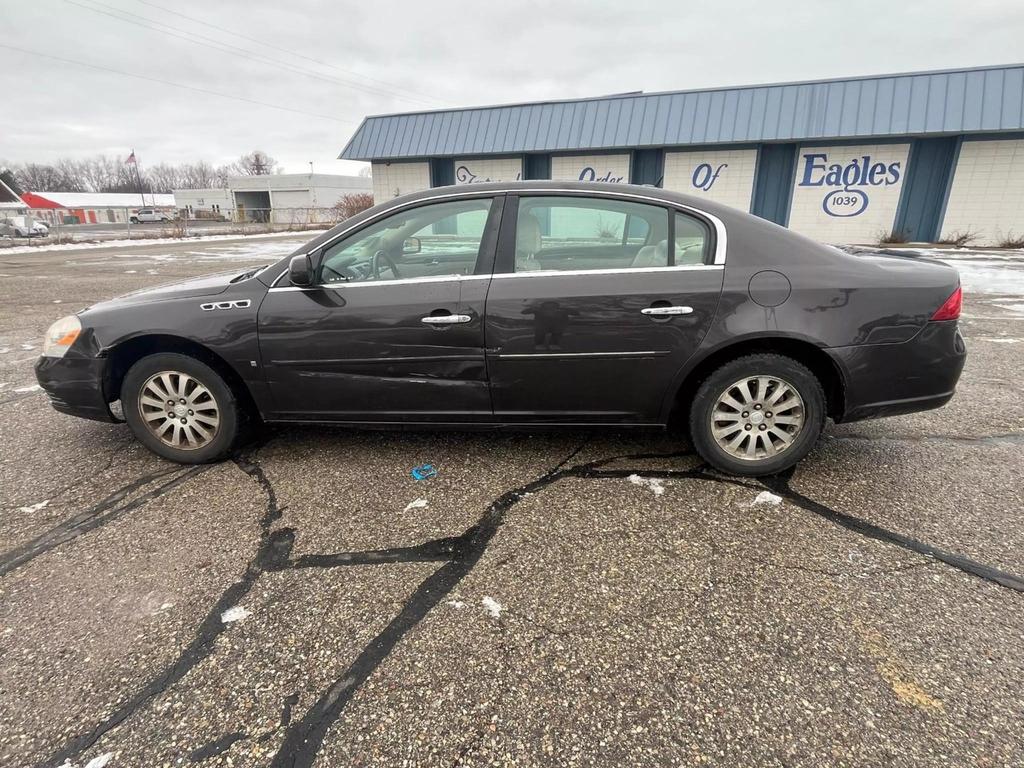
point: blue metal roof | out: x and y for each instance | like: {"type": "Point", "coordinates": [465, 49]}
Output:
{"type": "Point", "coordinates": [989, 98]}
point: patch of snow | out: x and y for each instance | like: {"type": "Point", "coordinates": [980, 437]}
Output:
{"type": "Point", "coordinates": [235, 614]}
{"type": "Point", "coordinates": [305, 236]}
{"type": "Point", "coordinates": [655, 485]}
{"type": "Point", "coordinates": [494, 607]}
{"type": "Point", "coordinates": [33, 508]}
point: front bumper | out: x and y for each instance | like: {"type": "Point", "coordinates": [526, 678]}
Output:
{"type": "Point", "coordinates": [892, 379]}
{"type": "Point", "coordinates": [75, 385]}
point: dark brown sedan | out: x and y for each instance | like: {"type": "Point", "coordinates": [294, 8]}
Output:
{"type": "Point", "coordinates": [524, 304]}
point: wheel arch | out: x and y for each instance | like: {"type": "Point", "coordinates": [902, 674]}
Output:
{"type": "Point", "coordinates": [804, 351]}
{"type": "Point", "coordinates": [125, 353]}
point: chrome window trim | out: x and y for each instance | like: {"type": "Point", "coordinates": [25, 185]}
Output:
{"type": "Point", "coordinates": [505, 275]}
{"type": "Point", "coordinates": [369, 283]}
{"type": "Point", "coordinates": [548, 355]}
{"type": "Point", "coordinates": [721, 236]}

§

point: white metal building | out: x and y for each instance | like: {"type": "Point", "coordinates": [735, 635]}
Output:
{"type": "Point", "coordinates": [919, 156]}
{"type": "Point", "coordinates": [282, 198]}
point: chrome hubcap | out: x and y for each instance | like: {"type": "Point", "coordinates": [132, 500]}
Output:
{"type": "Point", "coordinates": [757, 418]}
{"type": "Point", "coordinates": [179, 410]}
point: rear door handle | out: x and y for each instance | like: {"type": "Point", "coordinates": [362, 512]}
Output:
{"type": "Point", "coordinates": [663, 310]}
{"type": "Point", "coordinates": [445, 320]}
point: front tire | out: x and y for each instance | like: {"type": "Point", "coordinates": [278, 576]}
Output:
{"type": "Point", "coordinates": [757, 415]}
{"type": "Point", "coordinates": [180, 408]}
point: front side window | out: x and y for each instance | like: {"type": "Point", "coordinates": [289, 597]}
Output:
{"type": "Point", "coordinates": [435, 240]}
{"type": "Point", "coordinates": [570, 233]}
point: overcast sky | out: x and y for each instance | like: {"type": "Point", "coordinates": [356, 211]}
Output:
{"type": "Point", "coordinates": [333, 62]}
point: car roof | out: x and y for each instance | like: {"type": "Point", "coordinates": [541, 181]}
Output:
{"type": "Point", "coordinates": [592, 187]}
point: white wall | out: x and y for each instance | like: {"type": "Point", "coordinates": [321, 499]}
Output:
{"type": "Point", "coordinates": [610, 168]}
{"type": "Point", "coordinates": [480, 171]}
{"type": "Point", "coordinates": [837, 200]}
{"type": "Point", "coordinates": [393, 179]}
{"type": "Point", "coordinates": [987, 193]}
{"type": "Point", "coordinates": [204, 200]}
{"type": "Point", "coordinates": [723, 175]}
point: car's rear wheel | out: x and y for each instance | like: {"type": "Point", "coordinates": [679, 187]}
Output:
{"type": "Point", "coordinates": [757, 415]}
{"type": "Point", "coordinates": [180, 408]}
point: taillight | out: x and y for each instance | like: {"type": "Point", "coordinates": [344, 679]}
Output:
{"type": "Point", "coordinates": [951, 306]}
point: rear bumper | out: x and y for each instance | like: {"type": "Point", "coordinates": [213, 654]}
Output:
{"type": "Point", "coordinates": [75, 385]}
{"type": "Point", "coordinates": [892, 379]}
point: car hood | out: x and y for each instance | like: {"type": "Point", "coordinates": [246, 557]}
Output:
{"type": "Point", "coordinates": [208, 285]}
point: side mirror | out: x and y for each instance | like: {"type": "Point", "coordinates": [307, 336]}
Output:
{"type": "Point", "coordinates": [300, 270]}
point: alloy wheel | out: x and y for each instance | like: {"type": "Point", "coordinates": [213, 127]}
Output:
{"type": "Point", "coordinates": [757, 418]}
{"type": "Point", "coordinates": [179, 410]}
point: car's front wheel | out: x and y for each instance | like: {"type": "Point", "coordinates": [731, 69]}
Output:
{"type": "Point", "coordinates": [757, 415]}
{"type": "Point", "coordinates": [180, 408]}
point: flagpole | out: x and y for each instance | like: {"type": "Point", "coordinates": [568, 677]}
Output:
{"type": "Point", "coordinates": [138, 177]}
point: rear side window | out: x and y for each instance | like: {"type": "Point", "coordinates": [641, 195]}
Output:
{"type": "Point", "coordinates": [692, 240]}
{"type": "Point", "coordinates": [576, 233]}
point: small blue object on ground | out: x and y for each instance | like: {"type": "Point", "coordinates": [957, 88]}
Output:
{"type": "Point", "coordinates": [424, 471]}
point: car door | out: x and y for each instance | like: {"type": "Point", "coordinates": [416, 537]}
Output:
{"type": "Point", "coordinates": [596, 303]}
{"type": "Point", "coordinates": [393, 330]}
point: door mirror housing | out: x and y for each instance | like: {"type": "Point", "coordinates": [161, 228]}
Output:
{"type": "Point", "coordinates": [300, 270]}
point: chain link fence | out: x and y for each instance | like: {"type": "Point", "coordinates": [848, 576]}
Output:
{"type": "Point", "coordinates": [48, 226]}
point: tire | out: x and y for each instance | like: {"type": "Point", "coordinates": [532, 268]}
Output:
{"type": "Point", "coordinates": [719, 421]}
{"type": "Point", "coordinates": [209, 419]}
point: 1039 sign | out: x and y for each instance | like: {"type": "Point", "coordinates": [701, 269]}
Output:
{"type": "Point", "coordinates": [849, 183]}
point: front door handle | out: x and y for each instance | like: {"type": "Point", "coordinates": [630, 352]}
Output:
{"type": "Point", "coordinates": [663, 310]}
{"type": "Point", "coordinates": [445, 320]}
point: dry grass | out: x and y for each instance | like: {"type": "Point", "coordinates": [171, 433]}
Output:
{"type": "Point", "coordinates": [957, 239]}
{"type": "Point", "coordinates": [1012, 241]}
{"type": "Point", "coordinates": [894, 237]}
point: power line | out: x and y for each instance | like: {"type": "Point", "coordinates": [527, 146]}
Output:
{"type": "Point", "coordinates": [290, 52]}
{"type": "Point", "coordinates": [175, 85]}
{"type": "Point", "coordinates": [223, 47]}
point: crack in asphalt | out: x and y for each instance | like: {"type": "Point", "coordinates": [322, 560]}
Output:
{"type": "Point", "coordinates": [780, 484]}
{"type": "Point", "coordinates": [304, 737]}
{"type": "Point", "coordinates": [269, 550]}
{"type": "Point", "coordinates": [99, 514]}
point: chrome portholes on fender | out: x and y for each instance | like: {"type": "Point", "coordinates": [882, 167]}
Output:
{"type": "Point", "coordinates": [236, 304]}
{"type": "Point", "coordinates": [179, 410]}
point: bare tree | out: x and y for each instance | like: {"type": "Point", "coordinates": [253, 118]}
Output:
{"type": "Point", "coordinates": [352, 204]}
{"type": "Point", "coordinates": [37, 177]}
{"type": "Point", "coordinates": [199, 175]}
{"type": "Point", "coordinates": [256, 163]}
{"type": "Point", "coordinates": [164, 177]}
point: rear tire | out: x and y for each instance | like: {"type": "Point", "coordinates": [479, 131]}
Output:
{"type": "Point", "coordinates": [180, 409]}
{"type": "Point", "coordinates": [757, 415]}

§

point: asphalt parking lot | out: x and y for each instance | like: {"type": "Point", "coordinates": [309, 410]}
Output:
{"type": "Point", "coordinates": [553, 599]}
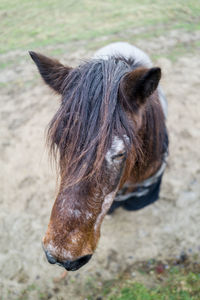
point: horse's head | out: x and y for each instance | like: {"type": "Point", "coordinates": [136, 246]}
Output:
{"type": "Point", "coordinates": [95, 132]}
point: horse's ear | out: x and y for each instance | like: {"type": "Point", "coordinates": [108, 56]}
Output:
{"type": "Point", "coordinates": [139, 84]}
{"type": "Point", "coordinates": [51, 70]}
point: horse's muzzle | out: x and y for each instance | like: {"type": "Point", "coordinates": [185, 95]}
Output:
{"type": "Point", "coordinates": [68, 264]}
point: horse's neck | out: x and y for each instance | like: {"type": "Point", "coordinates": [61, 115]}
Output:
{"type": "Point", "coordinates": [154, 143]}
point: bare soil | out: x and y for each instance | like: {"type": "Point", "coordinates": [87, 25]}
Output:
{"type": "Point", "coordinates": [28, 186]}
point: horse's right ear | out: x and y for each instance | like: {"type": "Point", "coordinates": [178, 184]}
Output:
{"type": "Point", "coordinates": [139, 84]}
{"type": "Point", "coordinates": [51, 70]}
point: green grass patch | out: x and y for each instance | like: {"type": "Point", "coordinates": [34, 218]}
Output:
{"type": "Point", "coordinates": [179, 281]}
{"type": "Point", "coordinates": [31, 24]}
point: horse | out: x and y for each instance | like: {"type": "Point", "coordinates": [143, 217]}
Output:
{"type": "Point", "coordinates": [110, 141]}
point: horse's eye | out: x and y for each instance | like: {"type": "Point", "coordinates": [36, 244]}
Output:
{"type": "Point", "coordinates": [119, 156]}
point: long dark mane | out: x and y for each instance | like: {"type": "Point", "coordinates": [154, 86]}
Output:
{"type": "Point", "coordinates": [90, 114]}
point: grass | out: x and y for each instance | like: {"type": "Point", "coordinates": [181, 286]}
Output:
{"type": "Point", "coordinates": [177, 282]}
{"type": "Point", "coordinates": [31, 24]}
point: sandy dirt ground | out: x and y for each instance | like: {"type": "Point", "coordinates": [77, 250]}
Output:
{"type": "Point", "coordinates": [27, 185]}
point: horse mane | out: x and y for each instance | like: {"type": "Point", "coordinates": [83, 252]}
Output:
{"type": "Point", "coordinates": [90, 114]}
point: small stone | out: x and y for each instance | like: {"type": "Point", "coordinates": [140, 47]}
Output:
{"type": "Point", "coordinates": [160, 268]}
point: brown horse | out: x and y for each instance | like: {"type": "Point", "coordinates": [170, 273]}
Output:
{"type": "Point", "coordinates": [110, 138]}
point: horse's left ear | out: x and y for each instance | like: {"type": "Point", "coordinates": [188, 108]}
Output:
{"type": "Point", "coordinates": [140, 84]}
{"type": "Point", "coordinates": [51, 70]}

§

WHAT TO PRODUCE
Copy the lines above exactly. Start with the line containing "point: blue metal", end with the line containing "point: patch of", and include both.

ANSWER SPACE
point: blue metal roof | out: x and y for each instance | like: {"type": "Point", "coordinates": [465, 49]}
Output:
{"type": "Point", "coordinates": [989, 98]}
point: patch of snow | out: x and y for each instance | like: {"type": "Point", "coordinates": [980, 437]}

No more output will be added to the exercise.